**Working data**
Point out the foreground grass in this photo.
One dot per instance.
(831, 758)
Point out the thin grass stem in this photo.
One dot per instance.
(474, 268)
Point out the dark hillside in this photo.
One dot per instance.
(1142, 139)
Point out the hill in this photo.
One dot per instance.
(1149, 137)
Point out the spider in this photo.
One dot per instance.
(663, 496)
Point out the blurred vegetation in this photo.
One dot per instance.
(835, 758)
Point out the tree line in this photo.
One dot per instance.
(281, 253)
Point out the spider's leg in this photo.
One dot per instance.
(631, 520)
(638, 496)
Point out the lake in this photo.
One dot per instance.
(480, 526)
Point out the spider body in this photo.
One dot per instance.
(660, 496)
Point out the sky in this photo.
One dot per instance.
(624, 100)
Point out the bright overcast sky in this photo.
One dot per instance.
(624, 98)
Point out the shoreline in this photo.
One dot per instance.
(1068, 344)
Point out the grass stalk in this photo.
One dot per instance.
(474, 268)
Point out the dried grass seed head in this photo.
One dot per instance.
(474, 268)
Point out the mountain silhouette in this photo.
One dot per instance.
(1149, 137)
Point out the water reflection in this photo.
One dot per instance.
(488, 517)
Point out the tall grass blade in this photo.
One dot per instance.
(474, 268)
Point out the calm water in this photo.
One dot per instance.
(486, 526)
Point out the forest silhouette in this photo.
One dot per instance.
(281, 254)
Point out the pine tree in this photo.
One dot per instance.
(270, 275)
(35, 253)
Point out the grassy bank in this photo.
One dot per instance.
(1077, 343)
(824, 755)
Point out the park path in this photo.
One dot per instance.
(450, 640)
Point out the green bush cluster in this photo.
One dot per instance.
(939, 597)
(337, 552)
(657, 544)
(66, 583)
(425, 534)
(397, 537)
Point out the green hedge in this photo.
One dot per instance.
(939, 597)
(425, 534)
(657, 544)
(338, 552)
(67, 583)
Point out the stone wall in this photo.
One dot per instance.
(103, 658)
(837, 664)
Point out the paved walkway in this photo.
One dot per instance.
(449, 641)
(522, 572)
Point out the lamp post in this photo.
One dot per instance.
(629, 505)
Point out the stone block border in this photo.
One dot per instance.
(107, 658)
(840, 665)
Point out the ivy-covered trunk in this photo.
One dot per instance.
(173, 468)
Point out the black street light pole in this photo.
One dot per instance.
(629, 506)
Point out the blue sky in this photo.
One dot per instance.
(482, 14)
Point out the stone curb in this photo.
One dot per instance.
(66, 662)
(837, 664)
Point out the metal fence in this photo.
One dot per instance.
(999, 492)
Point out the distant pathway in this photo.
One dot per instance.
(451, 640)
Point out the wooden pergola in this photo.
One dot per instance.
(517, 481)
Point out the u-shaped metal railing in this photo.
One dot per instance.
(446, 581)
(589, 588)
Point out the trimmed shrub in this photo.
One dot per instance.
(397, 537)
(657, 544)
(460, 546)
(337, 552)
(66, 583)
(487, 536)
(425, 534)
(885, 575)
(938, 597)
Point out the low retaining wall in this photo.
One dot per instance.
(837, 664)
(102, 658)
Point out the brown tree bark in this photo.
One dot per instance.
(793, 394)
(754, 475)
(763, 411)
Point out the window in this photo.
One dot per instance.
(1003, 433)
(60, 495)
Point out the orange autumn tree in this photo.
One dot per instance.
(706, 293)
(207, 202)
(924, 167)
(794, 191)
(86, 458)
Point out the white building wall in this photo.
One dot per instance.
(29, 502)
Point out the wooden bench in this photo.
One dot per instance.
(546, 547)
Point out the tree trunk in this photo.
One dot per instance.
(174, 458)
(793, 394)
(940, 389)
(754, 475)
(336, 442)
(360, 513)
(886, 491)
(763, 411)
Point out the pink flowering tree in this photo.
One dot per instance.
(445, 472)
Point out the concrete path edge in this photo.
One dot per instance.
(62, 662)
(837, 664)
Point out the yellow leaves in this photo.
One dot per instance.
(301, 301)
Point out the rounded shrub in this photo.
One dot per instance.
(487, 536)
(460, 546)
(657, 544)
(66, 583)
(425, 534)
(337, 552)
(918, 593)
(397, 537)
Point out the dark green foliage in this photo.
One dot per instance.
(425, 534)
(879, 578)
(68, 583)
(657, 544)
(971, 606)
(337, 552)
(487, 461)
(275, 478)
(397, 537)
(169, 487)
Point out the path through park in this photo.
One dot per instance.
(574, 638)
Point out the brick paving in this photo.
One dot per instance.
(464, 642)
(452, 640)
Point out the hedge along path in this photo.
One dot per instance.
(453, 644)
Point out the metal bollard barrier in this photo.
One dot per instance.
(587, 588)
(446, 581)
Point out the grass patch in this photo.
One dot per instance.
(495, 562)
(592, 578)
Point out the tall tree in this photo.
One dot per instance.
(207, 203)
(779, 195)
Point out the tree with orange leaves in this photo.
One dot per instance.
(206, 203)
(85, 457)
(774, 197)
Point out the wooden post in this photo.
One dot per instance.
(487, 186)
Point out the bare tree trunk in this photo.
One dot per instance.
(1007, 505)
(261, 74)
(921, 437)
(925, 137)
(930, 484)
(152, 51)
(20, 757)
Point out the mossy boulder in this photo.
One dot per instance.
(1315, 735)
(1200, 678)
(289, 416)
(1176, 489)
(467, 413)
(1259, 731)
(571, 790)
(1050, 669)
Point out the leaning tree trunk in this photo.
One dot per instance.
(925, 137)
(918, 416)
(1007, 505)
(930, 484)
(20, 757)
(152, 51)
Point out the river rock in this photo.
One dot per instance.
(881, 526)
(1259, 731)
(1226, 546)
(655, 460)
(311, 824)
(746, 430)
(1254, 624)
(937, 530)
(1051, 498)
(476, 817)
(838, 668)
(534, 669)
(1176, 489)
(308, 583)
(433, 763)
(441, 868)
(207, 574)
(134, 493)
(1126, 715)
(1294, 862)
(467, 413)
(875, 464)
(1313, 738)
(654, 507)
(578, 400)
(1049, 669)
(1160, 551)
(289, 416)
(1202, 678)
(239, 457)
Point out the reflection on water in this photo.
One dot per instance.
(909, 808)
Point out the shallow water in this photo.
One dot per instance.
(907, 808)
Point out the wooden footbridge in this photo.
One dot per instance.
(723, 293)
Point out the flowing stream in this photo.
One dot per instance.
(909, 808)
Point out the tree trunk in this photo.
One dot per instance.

**Task objective**
From the material above, set down exactly the lines between the line holding "Point out the shoreline in this photo." and the line holding "Point out the mountain", inclusive. Include nothing else.

**Expected answer**
Point out the shoreline in this photo.
One dot per instance.
(1068, 344)
Point out the grass stalk in this photo.
One dot per instance.
(474, 268)
Point out the dried grass seed head in this photo.
One dot per instance.
(474, 268)
Point out the mountain silhouette in this photo.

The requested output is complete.